Work to be completed:
In the data below, swap "Target" for "Object" in the stretch from the line containing "shredded radish garnish" through the end. Return only those lines, with nothing else changed.

[Data listing]
——————

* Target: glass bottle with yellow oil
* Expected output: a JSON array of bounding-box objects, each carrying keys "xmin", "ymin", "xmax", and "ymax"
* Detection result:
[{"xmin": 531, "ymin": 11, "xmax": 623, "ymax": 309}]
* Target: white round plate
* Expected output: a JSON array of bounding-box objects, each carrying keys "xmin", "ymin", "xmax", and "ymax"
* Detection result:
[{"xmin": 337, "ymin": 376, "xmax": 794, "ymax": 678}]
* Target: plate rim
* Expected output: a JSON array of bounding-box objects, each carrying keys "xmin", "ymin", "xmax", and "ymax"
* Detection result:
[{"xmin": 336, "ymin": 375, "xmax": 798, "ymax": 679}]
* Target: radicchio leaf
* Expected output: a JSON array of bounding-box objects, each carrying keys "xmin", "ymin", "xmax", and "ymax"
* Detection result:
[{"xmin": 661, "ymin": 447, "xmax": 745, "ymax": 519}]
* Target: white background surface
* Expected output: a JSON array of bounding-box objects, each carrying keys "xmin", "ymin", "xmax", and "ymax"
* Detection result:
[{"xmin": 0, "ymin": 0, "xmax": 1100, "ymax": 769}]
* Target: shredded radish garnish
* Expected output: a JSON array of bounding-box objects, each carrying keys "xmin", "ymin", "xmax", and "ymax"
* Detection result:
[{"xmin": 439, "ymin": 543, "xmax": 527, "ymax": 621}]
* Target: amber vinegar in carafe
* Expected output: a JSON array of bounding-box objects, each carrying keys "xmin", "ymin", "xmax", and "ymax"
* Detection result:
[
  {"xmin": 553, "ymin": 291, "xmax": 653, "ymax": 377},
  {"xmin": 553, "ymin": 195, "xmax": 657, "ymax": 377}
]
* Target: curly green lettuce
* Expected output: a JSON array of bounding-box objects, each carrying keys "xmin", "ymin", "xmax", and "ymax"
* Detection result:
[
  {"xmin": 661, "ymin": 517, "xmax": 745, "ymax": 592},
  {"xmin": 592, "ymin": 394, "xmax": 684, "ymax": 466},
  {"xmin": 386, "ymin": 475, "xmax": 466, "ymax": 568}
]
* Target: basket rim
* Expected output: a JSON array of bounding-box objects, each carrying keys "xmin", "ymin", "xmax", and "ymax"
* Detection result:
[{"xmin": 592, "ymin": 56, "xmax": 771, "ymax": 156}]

——————

Correct answer:
* Object: shredded radish garnish
* Expected output: a JSON array of bounding-box objects, each carrying keys "xmin", "ymin", "xmax", and "ymax"
* Detection result:
[{"xmin": 439, "ymin": 543, "xmax": 527, "ymax": 621}]
* Object: amber vinegar in carafe
* Expected output: a JSON array of bounding-box objects, each carrying keys "xmin", "ymin", "xmax", and "ymax"
* Detection result:
[
  {"xmin": 553, "ymin": 291, "xmax": 653, "ymax": 377},
  {"xmin": 553, "ymin": 195, "xmax": 657, "ymax": 377}
]
* Object: curly green lettuce
* Expected output: a JSON array of bounding-box objects, each carrying keys "xmin", "ymin", "xmax", and "ymax"
* Detection result:
[
  {"xmin": 661, "ymin": 517, "xmax": 745, "ymax": 592},
  {"xmin": 592, "ymin": 394, "xmax": 684, "ymax": 466},
  {"xmin": 386, "ymin": 475, "xmax": 466, "ymax": 568}
]
* Object: basket rim
* Expected output: a JSON array of bounding-box objects, each carrying keys "xmin", "ymin", "xmax", and "ymax"
* Detection result:
[{"xmin": 592, "ymin": 56, "xmax": 771, "ymax": 156}]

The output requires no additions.